WRITTEN REQUEST: Pull out everything from the line containing "Would you mind pinning the concrete beam" down to the end of the data, and reproduce those lines with no changes.

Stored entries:

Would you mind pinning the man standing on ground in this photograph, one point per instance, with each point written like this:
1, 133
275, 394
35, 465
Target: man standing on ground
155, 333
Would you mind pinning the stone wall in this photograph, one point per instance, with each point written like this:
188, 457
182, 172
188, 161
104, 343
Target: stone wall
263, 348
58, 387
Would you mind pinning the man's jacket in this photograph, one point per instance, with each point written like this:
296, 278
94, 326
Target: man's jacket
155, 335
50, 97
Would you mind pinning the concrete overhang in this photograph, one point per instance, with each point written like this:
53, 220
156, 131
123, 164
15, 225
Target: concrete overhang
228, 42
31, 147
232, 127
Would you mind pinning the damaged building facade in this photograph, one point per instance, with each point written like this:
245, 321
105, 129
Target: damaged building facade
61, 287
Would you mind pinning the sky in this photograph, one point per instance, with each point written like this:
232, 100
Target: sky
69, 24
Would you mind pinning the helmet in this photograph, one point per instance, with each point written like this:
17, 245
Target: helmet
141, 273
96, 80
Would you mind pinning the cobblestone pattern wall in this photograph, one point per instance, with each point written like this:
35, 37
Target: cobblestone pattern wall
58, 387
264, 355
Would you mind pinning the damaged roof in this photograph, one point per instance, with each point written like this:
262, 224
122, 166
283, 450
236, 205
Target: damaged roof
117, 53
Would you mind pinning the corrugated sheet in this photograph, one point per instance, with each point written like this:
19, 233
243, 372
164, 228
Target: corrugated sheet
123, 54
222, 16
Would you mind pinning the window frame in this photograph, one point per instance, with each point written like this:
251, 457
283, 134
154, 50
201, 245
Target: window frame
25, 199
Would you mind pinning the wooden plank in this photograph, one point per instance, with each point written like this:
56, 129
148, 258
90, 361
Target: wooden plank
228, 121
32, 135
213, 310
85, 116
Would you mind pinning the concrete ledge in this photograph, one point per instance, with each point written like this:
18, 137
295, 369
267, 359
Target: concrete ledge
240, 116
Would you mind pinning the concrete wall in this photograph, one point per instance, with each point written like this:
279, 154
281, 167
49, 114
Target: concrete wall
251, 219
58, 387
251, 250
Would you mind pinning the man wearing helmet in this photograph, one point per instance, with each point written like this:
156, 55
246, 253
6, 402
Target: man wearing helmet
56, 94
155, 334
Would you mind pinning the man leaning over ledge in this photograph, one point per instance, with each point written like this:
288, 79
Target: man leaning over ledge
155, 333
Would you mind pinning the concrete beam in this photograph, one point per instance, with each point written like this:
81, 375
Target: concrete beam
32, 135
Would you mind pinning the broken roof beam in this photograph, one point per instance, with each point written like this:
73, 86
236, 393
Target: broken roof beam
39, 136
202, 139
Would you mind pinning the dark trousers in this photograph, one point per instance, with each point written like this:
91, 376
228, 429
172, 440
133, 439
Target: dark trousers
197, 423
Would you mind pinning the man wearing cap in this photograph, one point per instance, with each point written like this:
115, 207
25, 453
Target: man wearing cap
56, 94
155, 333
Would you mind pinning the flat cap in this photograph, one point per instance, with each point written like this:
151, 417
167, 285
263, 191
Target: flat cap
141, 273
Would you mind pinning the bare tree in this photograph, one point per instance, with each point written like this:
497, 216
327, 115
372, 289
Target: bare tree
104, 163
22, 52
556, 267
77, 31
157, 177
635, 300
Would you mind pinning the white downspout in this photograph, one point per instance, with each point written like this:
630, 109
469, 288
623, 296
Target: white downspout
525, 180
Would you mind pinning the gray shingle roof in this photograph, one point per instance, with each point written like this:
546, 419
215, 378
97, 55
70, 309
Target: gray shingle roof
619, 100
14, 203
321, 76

THE REPLY:
Would you mind pinning the concrete beam in this photograph, one point per instance, with each point written like this:
81, 375
Target: concrete beam
32, 135
Would you mind pinning the broken roof beam in this photograph, one point per instance, with each point written like this:
73, 86
236, 393
Target: broken roof beam
39, 136
202, 139
Would you mind pinning the dark trousers in this photograph, one point per instance, with each point written like this:
91, 376
228, 429
172, 440
133, 439
Target: dark trousers
197, 423
Would you mind pinning the man wearing cap in this photograph, one point per instance, with each point written like this:
115, 207
25, 453
Target: man wearing cap
56, 94
155, 333
Would you mind pinning the flat cap in this photograph, one point per instance, with each point written like this:
151, 417
167, 285
263, 191
Target: flat cap
141, 273
Would you mind pinning the bare tree in this photograph, one point per instance, with each point written like this:
497, 216
327, 115
372, 289
Target: bare tree
104, 163
22, 52
556, 267
77, 31
157, 177
635, 300
Would you mind pinning the white downspout in this photograph, one point per instance, with each point written like this:
630, 109
469, 288
623, 296
Target: white downspout
525, 180
Would you mind pinning the gray shingle roof in this photograph, one point per instance, with each point written like this:
546, 419
215, 378
97, 55
70, 309
Target: gray shingle roof
619, 100
14, 203
321, 76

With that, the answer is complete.